Collection entries
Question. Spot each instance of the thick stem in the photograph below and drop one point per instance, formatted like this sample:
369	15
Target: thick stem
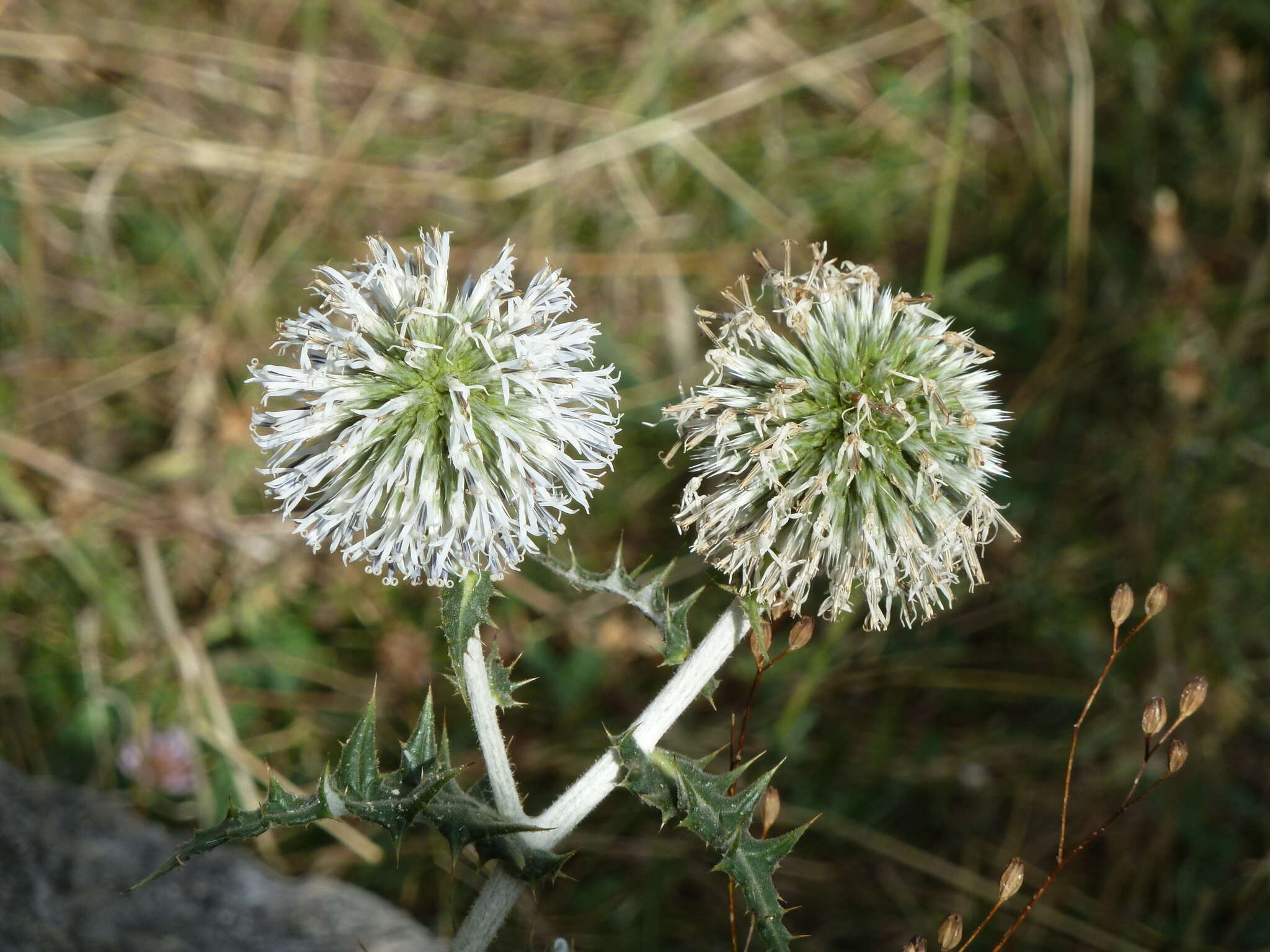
500	890
488	913
493	748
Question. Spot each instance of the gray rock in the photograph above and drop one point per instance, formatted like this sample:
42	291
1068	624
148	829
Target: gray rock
66	855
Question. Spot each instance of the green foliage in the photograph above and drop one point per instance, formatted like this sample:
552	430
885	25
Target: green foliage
680	787
651	598
356	787
464	609
420	791
500	683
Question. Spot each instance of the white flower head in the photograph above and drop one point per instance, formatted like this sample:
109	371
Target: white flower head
854	444
435	434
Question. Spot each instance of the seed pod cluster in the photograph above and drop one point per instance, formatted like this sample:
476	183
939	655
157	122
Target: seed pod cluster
1122	604
1193	697
1178	754
1156	599
950	932
1155	716
1011	879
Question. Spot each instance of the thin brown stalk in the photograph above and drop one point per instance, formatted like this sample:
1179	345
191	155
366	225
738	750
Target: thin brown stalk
1062	863
980	927
1151	751
1076	729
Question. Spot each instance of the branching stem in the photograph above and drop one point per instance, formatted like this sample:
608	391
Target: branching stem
558	821
1117	648
1062	863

What is expected:
Please copy only the lines from the one with "Question. Spot each instance of the green" through the final line of the records above, both ends included.

Solved exercise:
Question. Spot each instance of the green foliage in the photograph above and drop one point per instance, formatted like this sample:
552	430
885	25
Target: green foliage
680	787
651	598
356	787
464	609
420	791
500	683
Question. Spot each instance of the white flower head in the photograph above and drop one point per instance, formatted like this sample:
109	371
Target: white flower head
854	444
435	434
Question. Spot each instance of the seed pod cluster in the photograph above and drop one point per instance, formatted like this sample:
476	183
939	655
157	122
Target: seed pod cluster
1122	604
1193	697
1178	754
1156	599
950	932
1155	716
1011	879
Question. Spot each instance of the thin brown stalk in the photograph above and drop one point per instance, formatted like this sample:
1179	345
191	155
366	225
738	750
Target: thin brown stalk
1062	863
980	927
1151	751
1076	729
Question. Spot each instance of the branching stem in the photograph above and drop one point per instance, formatted like this sample:
608	391
Target: branching stem
558	821
1117	648
1062	863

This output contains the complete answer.